[PROVIDED PASSAGE]

Rows (households): 409
Columns (variables): 147
Exploratory Data Analysis for Brucellosis
This is an exploratory data analysis (EDA) of the brucellosis knowledge, attitudes, and practices (KAP) survey conducted across six locations in Isiolo County, Kenya including garbatulla_reserve,sericho_reserve,kina_reserve,kina_main,sericho_main,and garbatulla_main. The survey was administered to 409 livestock-keeping households.
The purpose of this document is not just to describe the data, but to check, whether the dataset can actually answer the four research objectives set out in the analysis plan:
Rows (households): 409
Columns (variables): 147
A large share of “missingness” in this survey is not random ,it is structural, caused by the collection tool’s skip logic. For example, only respondents who answered “Yes” to “Are you aware of brucellosis?” (brucella_aware) were shown the entire knowledge section (Section B) and several subsequent sections. This means low coverage on a variable is often a feature of the questionnaire design, not a data quality failure. Each section below makes clear which kind of missingness is in play.

[/PROVIDED PASSAGE]
[PROVIDED INFORMATION]

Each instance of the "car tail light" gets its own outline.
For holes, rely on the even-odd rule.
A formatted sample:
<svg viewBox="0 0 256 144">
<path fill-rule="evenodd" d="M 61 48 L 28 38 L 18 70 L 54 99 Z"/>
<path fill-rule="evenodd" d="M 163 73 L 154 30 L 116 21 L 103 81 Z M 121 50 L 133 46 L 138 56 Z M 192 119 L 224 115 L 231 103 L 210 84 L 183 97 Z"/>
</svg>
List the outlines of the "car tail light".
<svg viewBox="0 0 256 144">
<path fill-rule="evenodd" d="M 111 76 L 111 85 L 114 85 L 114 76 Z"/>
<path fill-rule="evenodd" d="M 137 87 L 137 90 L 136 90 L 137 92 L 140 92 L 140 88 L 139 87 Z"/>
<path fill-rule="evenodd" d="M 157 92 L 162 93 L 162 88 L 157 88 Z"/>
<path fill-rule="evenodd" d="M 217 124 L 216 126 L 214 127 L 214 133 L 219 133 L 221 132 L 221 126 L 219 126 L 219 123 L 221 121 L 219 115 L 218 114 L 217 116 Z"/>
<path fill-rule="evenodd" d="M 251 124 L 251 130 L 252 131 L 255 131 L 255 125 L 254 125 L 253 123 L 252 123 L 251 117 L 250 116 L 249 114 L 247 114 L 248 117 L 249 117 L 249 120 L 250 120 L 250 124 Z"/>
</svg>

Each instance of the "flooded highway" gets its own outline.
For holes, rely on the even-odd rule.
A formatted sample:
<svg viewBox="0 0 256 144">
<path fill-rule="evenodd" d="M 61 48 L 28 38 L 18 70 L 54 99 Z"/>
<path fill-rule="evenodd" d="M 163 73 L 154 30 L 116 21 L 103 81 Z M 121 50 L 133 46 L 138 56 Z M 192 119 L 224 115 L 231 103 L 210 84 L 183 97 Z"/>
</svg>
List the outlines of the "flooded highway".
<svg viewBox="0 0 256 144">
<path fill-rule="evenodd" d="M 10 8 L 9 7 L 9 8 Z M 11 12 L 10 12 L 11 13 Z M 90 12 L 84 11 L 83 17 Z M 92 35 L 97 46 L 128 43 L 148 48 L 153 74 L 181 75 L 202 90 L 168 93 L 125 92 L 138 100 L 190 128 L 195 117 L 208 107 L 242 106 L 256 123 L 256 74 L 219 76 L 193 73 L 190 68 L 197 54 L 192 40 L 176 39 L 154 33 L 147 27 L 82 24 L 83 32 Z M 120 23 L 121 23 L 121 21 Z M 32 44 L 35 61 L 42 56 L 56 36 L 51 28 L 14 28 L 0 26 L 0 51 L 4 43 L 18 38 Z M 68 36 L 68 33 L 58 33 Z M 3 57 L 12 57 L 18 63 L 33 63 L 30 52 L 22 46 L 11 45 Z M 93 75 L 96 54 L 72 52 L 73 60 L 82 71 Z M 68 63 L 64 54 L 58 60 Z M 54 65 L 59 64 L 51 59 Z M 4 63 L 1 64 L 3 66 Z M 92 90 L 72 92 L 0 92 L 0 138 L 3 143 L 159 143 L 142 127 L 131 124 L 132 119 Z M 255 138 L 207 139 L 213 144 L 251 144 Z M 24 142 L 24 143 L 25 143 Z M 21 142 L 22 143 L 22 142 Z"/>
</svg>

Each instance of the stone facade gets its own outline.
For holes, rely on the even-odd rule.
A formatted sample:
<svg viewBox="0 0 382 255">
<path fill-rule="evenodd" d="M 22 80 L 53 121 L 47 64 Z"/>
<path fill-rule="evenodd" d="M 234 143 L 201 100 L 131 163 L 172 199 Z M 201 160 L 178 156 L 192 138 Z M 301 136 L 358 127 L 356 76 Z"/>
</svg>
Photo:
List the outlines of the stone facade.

[/PROVIDED INFORMATION]

PROBLEM TO SOLVE :: Reproduce the brucellosis survey analysis from "The purpose of" to "is in play.", switching "skip logic" to "branching logic".

RESULT ::
The purpose of this document is not just to describe the data, but to check, whether the dataset can actually answer the four research objectives set out in the analysis plan:
Rows (households): 409
Columns (variables): 147
A large share of “missingness” in this survey is not random ,it is structural, caused by the collection tool’s branching logic. For example, only respondents who answered “Yes” to “Are you aware of brucellosis?” (brucella_aware) were shown the entire knowledge section (Section B) and several subsequent sections. This means low coverage on a variable is often a feature of the questionnaire design, not a data quality failure. Each section below makes clear which kind of missingness is in play.